● Passage shown:
Indoor Air Cartoon Journal, October 2019, Volume 2, #81
The reduction to the sources of 1, 3-butadiene, benzene, and polycyclic aromatic hydrocarbons air pollutants will likely reduce the risk factor for childhood leukemia occurrence. While technology development should strive towards the use of alternative products that do not emit these toxic pollutants, efforts should also be made to manage the current predicaments. The development of building products or designs that reduce the outdoor to indoor transport of the toxic pollutants, especially in naturally ventilated buildings, will minimize exposure and the risk factor. Most of the exposures to these toxic pollutants occur in the indoor environment, while many sources of these pollutants are from the outdoor environment.

● Data section:
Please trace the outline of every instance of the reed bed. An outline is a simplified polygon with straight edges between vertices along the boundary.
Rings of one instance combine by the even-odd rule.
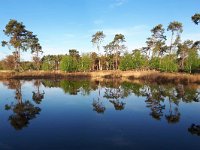
[[[158,83],[200,83],[200,74],[164,73],[159,71],[97,71],[73,72],[63,71],[0,71],[0,79],[112,79],[143,80]]]

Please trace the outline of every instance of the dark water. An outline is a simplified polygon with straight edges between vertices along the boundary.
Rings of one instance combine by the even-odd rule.
[[[0,149],[199,149],[199,87],[1,81]]]

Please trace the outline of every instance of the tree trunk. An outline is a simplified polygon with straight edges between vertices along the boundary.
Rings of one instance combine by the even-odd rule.
[[[174,38],[174,32],[172,31],[171,44],[170,44],[170,54],[172,54],[172,43],[173,43],[173,38]]]

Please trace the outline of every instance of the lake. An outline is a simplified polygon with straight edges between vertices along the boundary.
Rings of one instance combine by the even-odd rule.
[[[200,86],[0,81],[0,149],[199,149]]]

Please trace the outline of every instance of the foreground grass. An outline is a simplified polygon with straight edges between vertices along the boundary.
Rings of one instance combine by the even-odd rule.
[[[200,74],[163,73],[158,71],[97,71],[74,72],[63,71],[0,71],[0,79],[118,79],[143,80],[158,83],[200,83]]]

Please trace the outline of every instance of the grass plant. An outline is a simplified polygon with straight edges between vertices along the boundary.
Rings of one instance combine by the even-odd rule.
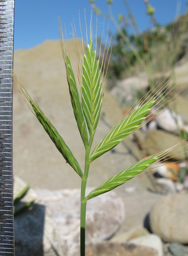
[[[14,80],[24,96],[28,105],[41,123],[50,139],[59,151],[76,173],[81,180],[81,256],[85,255],[85,227],[86,205],[87,201],[93,198],[114,189],[136,175],[151,168],[156,161],[166,156],[169,151],[175,146],[163,151],[158,152],[149,156],[136,164],[118,172],[109,177],[101,185],[96,187],[88,195],[86,195],[86,188],[91,163],[96,158],[115,147],[125,138],[139,129],[152,118],[149,112],[161,101],[161,92],[168,90],[169,87],[164,85],[156,87],[152,90],[152,96],[149,93],[141,99],[137,106],[133,107],[132,111],[122,119],[106,135],[102,141],[97,145],[91,152],[94,137],[99,118],[103,101],[105,86],[103,78],[104,69],[99,67],[99,59],[101,57],[100,50],[98,58],[96,50],[93,49],[92,39],[92,18],[90,23],[89,40],[87,40],[86,52],[84,52],[83,61],[81,58],[81,49],[79,46],[75,30],[73,35],[77,52],[77,75],[80,90],[78,88],[75,75],[72,68],[69,55],[68,45],[65,37],[60,20],[59,33],[62,51],[66,71],[68,88],[71,100],[74,116],[80,135],[85,149],[85,168],[82,170],[78,162],[75,159],[64,141],[58,133],[49,119],[45,115],[37,104],[35,103],[21,85],[15,75]],[[109,47],[108,49],[108,51]],[[102,57],[102,65],[106,63],[106,56]],[[155,93],[153,93],[153,92]],[[158,114],[156,112],[156,114]],[[154,114],[152,114],[153,117]],[[147,115],[147,119],[145,117]]]

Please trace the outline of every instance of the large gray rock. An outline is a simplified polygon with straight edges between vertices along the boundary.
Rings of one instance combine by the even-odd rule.
[[[164,197],[152,209],[149,220],[152,232],[164,242],[188,243],[188,194]]]
[[[20,192],[26,184],[14,176],[14,197]],[[29,189],[20,203],[20,207],[25,203],[33,200],[31,208],[16,216],[14,219],[15,253],[16,256],[45,256],[56,252],[59,256],[64,255],[62,247],[63,241],[60,237],[56,224],[49,210],[39,202],[35,191]]]
[[[86,246],[87,256],[157,256],[157,251],[148,247],[129,243],[105,242]],[[74,256],[79,256],[79,252]]]
[[[87,189],[86,194],[91,191]],[[62,240],[64,251],[72,255],[80,242],[80,195],[79,189],[37,191],[43,203],[51,212]],[[125,217],[124,205],[113,192],[103,194],[87,202],[86,243],[108,239],[119,228]]]

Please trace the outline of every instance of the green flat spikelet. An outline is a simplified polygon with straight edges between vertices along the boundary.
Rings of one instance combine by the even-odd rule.
[[[32,107],[37,119],[43,127],[50,138],[66,162],[81,177],[83,175],[79,164],[72,153],[49,119],[46,116],[38,105],[32,100],[15,76],[14,78],[20,92],[28,103]]]
[[[82,63],[82,102],[89,134],[93,136],[99,120],[102,105],[103,86],[101,80],[101,69],[94,51],[92,39],[87,47]]]
[[[67,81],[72,106],[78,129],[85,147],[88,146],[88,136],[80,95],[78,90],[74,72],[68,57],[64,42],[61,24],[59,20],[60,31],[59,35],[63,56],[67,73]]]
[[[97,196],[111,190],[132,179],[136,175],[146,170],[160,156],[158,154],[146,159],[142,160],[135,164],[121,171],[107,180],[96,187],[86,197],[88,200]]]
[[[84,117],[80,96],[71,63],[66,53],[65,63],[67,81],[74,114],[80,133],[85,146],[88,145],[88,137]]]
[[[146,102],[132,111],[118,124],[94,149],[90,158],[91,162],[113,148],[141,127],[141,123],[151,109],[155,100]]]

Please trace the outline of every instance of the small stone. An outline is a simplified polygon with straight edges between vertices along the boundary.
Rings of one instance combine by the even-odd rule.
[[[187,256],[188,247],[179,243],[171,243],[169,250],[175,256]]]
[[[151,212],[149,222],[164,242],[188,243],[188,194],[164,196]]]
[[[14,194],[15,197],[26,184],[16,176],[14,177]],[[46,256],[49,252],[56,251],[63,256],[64,244],[60,239],[56,225],[50,213],[39,203],[33,189],[29,189],[19,204],[35,200],[31,208],[14,218],[15,253],[16,256]]]
[[[164,162],[162,163],[159,162],[155,165],[153,171],[154,174],[159,175],[159,177],[167,178],[176,181],[178,180],[180,169],[178,163]]]
[[[149,234],[149,231],[147,228],[138,228],[133,231],[129,237],[128,240],[130,240],[142,236],[146,236]]]
[[[132,187],[126,187],[124,190],[125,193],[135,193],[137,191],[137,188],[134,186]]]
[[[159,237],[155,234],[150,234],[129,240],[130,243],[150,247],[157,252],[157,256],[163,256],[162,243]]]
[[[158,125],[165,131],[178,134],[177,120],[179,127],[183,127],[183,122],[181,116],[177,115],[169,109],[165,109],[159,112],[160,114],[157,115],[155,119]]]
[[[180,192],[183,189],[183,184],[179,182],[175,182],[174,183],[175,189],[177,192]]]
[[[86,194],[92,190],[88,188]],[[65,254],[72,255],[80,244],[80,190],[41,189],[37,192],[43,203],[51,212],[61,239],[66,245]],[[125,215],[124,204],[113,191],[88,200],[86,211],[86,244],[110,238],[121,226]]]
[[[156,184],[161,189],[163,193],[174,193],[176,192],[174,183],[173,181],[166,178],[160,178],[156,181]]]
[[[79,256],[79,252],[74,255]],[[86,247],[87,256],[157,256],[157,253],[152,248],[130,243],[119,243],[109,242],[95,244],[90,244]]]

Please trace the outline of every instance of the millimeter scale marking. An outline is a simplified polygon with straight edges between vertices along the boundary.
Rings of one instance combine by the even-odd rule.
[[[14,256],[12,69],[14,0],[0,0],[0,256]]]

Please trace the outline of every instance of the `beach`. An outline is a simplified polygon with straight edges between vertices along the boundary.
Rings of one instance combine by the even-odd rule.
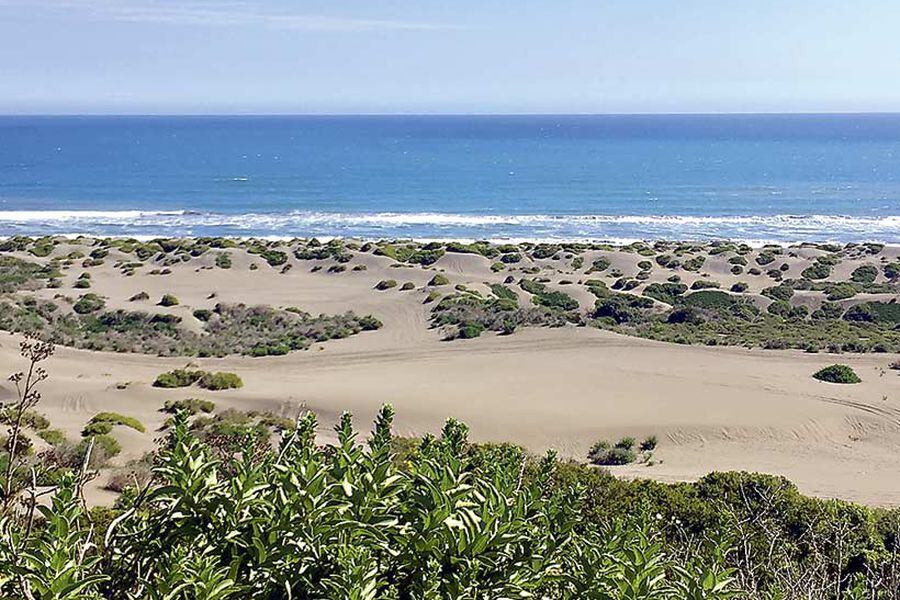
[[[8,255],[44,263],[55,257],[64,264],[66,256],[73,252],[87,256],[98,244],[102,246],[87,238],[57,239],[49,256],[41,259],[29,251]],[[605,278],[613,286],[614,280],[627,278],[613,277],[610,271],[650,273],[632,294],[653,283],[670,282],[675,272],[686,286],[715,281],[728,290],[736,282],[748,282],[743,292],[747,302],[764,306],[771,299],[759,292],[773,284],[773,275],[733,273],[729,257],[740,255],[739,248],[718,252],[715,246],[703,246],[705,250],[696,252],[705,257],[702,268],[687,271],[662,268],[663,259],[657,261],[646,256],[649,251],[634,247],[576,253],[563,249],[544,258],[534,258],[540,252],[531,248],[522,252],[521,262],[499,269],[494,258],[450,251],[431,264],[413,265],[378,254],[394,246],[375,245],[364,251],[362,242],[348,242],[344,251],[350,258],[344,262],[297,258],[298,252],[302,256],[322,247],[310,247],[308,242],[267,246],[286,255],[284,263],[272,266],[245,250],[249,242],[241,244],[169,261],[164,269],[159,268],[159,256],[135,261],[132,246],[126,245],[124,251],[103,246],[107,254],[101,264],[85,268],[78,264],[81,259],[75,259],[59,274],[59,287],[19,293],[56,299],[62,305],[62,296],[96,294],[104,301],[103,310],[174,315],[181,318],[184,330],[194,331],[204,326],[196,317],[198,309],[214,311],[218,304],[238,303],[299,307],[312,315],[353,311],[376,317],[381,327],[343,339],[313,341],[305,350],[281,356],[158,357],[58,347],[45,365],[50,378],[42,385],[40,405],[52,426],[78,439],[96,413],[114,411],[139,419],[146,425],[145,433],[124,427],[113,432],[122,452],[112,459],[112,468],[154,448],[169,416],[160,412],[167,400],[199,397],[213,400],[218,410],[268,411],[289,419],[311,410],[319,416],[322,441],[333,440],[331,427],[343,411],[351,411],[365,430],[377,409],[391,403],[397,412],[395,431],[405,436],[434,433],[446,418],[455,417],[469,424],[475,441],[511,442],[536,453],[554,449],[578,461],[586,460],[598,439],[657,436],[652,461],[614,466],[611,471],[661,481],[694,480],[711,471],[772,473],[814,496],[900,504],[900,484],[885,477],[900,458],[900,377],[889,369],[900,356],[896,351],[835,354],[826,348],[804,352],[676,344],[584,323],[523,326],[509,335],[486,330],[477,339],[460,339],[448,335],[452,327],[435,326],[435,303],[428,302],[436,290],[444,296],[489,296],[496,291],[492,284],[505,281],[525,305],[531,294],[508,278],[527,278],[529,270],[538,269],[542,285],[577,301],[572,312],[590,311],[598,300],[586,281]],[[748,250],[744,256],[755,264],[755,257],[765,251]],[[783,254],[777,262],[787,265],[781,270],[788,280],[800,278],[810,265],[821,262],[818,258],[834,254],[813,246],[779,252]],[[217,262],[223,253],[230,257],[228,268]],[[666,250],[655,254],[665,256]],[[897,260],[900,248],[863,252],[862,247],[851,247],[839,255],[828,280],[848,280],[862,265],[881,269]],[[578,257],[582,260],[573,268]],[[589,273],[600,257],[610,263],[607,271]],[[648,258],[654,261],[653,268],[638,266]],[[128,263],[131,274],[123,274]],[[90,273],[90,287],[77,289],[85,272]],[[433,285],[437,275],[446,277],[447,284]],[[397,284],[378,289],[385,281]],[[871,284],[882,286],[881,293],[856,294],[843,305],[896,301],[896,293],[885,293],[884,286],[890,284],[883,281],[885,276],[879,273]],[[135,300],[140,292],[145,294]],[[166,294],[176,296],[178,303],[159,306]],[[825,301],[824,294],[801,290],[790,302],[815,309]],[[656,303],[648,310],[659,311],[661,306]],[[452,337],[457,339],[448,339]],[[0,364],[6,371],[23,366],[17,358],[20,339],[18,334],[0,337]],[[811,377],[833,363],[851,366],[862,382],[839,385]],[[160,373],[186,365],[237,373],[244,385],[216,392],[152,385]],[[9,399],[10,385],[2,384],[2,390]],[[101,476],[90,489],[98,503],[115,498],[102,489],[103,481]]]

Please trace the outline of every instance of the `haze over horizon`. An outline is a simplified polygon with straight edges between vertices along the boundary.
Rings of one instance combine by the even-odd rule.
[[[900,110],[886,0],[0,0],[0,113]]]

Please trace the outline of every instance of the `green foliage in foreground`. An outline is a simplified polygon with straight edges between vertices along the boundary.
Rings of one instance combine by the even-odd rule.
[[[807,498],[781,477],[623,481],[469,444],[453,420],[439,438],[394,438],[390,407],[366,444],[345,414],[317,447],[306,415],[273,447],[227,412],[190,426],[178,412],[152,475],[112,509],[84,510],[77,465],[49,503],[26,491],[0,507],[0,597],[900,597],[900,511]]]
[[[68,475],[38,526],[0,520],[0,593],[90,598],[658,598],[733,596],[721,549],[676,557],[641,522],[586,526],[552,455],[468,452],[448,421],[397,465],[383,409],[367,445],[350,416],[314,444],[306,416],[277,449],[215,458],[179,415],[155,483],[99,547]],[[705,544],[704,547],[709,547]],[[717,547],[719,548],[719,547]]]

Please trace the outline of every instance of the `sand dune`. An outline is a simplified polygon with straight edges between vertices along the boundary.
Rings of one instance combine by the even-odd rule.
[[[437,271],[452,284],[502,281],[506,274],[491,272],[490,262],[479,256],[448,254],[422,269],[392,267],[386,257],[366,254],[353,261],[366,270],[310,272],[310,262],[296,261],[282,275],[265,265],[250,271],[254,259],[234,254],[231,270],[198,268],[209,267],[211,256],[178,265],[167,276],[123,277],[109,266],[95,268],[91,289],[113,308],[168,310],[185,317],[220,301],[299,306],[313,313],[353,309],[376,315],[384,327],[282,357],[193,360],[205,369],[234,371],[245,382],[240,390],[216,393],[151,387],[160,372],[183,366],[185,358],[60,348],[48,363],[52,376],[41,405],[53,426],[77,438],[93,414],[113,410],[156,430],[166,400],[195,396],[212,398],[223,408],[286,416],[311,409],[320,416],[322,439],[329,439],[342,411],[352,411],[367,428],[376,409],[391,402],[397,431],[404,435],[436,431],[454,416],[471,426],[476,440],[512,441],[537,452],[554,448],[577,459],[600,438],[656,435],[655,464],[615,472],[674,481],[711,470],[761,471],[785,475],[818,496],[900,504],[900,480],[888,476],[900,459],[900,377],[886,370],[897,355],[841,355],[839,362],[853,366],[863,383],[840,386],[810,377],[838,362],[824,353],[682,346],[576,327],[444,342],[428,327],[424,286]],[[633,270],[640,257],[614,259],[619,268]],[[586,264],[590,260],[587,254]],[[791,269],[799,271],[809,260],[791,258]],[[706,272],[723,284],[738,279],[726,266],[716,267],[718,262],[724,264],[712,257]],[[79,272],[65,275],[65,287]],[[685,273],[685,282],[701,276]],[[386,278],[411,281],[415,289],[373,289]],[[586,277],[561,268],[550,285],[589,305],[592,298],[583,287],[560,284],[567,278]],[[142,290],[150,300],[128,301]],[[155,307],[167,292],[176,293],[182,304]],[[49,298],[55,292],[36,293]],[[0,335],[3,372],[21,364],[17,339]],[[0,397],[6,393],[0,389]],[[152,448],[159,435],[119,429],[114,434],[125,450],[116,459],[120,463]]]

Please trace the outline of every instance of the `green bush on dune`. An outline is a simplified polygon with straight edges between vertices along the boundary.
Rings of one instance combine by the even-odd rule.
[[[218,391],[244,387],[244,382],[234,373],[203,373],[200,377],[200,387],[205,390]]]
[[[179,388],[194,385],[203,377],[203,371],[190,369],[175,369],[161,373],[153,382],[153,387],[159,388]]]
[[[827,383],[859,383],[859,378],[853,369],[847,365],[830,365],[813,373],[813,377]]]

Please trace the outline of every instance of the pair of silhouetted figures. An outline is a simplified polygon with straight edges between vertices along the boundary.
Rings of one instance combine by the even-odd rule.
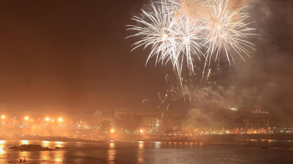
[[[26,163],[25,162],[25,157],[23,157],[23,163],[22,163],[23,162],[23,160],[21,160],[21,158],[19,160],[19,164],[20,164],[21,163],[22,163],[23,164],[23,163]]]

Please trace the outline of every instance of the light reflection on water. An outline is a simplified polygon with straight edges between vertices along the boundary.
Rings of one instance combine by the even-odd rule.
[[[20,142],[22,145],[24,144],[28,144],[29,143],[28,140],[21,140],[20,141]]]
[[[0,163],[15,164],[19,158],[25,157],[28,163],[290,163],[293,149],[269,149],[270,148],[293,148],[293,143],[247,141],[237,144],[171,142],[105,142],[97,143],[50,142],[46,141],[0,140]],[[23,143],[39,144],[54,148],[68,147],[69,149],[58,151],[20,152],[8,149],[14,145]],[[243,148],[243,144],[248,147]],[[240,147],[241,146],[241,147]],[[242,147],[242,148],[241,148]],[[264,156],[265,153],[267,156]],[[220,153],[219,153],[220,152]],[[282,157],[286,156],[286,158]],[[227,157],[229,160],[227,161]],[[249,157],[249,158],[248,158]],[[258,162],[259,161],[259,162]],[[261,161],[261,163],[260,163]]]
[[[138,144],[138,150],[137,151],[137,161],[139,163],[143,163],[144,160],[144,143],[142,141],[139,141]]]

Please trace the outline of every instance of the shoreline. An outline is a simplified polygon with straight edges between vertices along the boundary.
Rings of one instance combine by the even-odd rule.
[[[81,142],[99,143],[107,142],[144,141],[231,143],[246,141],[280,141],[293,142],[293,134],[253,134],[212,135],[113,135],[103,139],[73,138],[63,137],[38,136],[34,137],[0,138],[0,140],[29,140]]]

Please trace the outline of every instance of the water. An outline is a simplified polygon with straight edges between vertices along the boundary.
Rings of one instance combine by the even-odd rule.
[[[58,151],[20,152],[14,145],[38,144]],[[248,148],[243,147],[247,146]],[[269,149],[260,149],[262,146]],[[291,149],[284,148],[291,147]],[[0,140],[0,163],[293,163],[293,141],[245,140],[234,144],[125,142],[88,143]]]

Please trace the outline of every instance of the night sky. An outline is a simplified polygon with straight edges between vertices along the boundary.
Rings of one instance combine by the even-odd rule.
[[[245,106],[293,116],[293,1],[247,1],[260,35],[246,62],[220,63],[214,80],[226,87],[221,107]],[[168,65],[146,67],[148,51],[125,26],[148,1],[1,1],[0,110],[105,111],[157,101]],[[224,58],[223,58],[222,59]],[[217,65],[217,64],[216,64]],[[154,103],[154,104],[155,103]]]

● Task statement: Pick up the passage above on air pollutants and childhood leukemia risk, continuing it after its final sentence.

● Response to this exercise:
While there have been several studies documenting how outdoor air pollution is a burden to the indoor environment, research funding continues to be channeled in the same direction. Contentious efforts and funding should be directed towards the reduction of outdoor to indoor transport of pollutants in naturally ventilated buildings. Such research and development efforts will benefit the vulnerable – the children, sick, and elderly – that spend most of their time in the indoor environment. In addition to considering the functionality of the products, other building performance mandates should be taking into consideration. The other performance mandates include visual/light, acoustic, thermal, spatial, and product integrity – fire safety, buildability, maintainability, and lifecycle costing.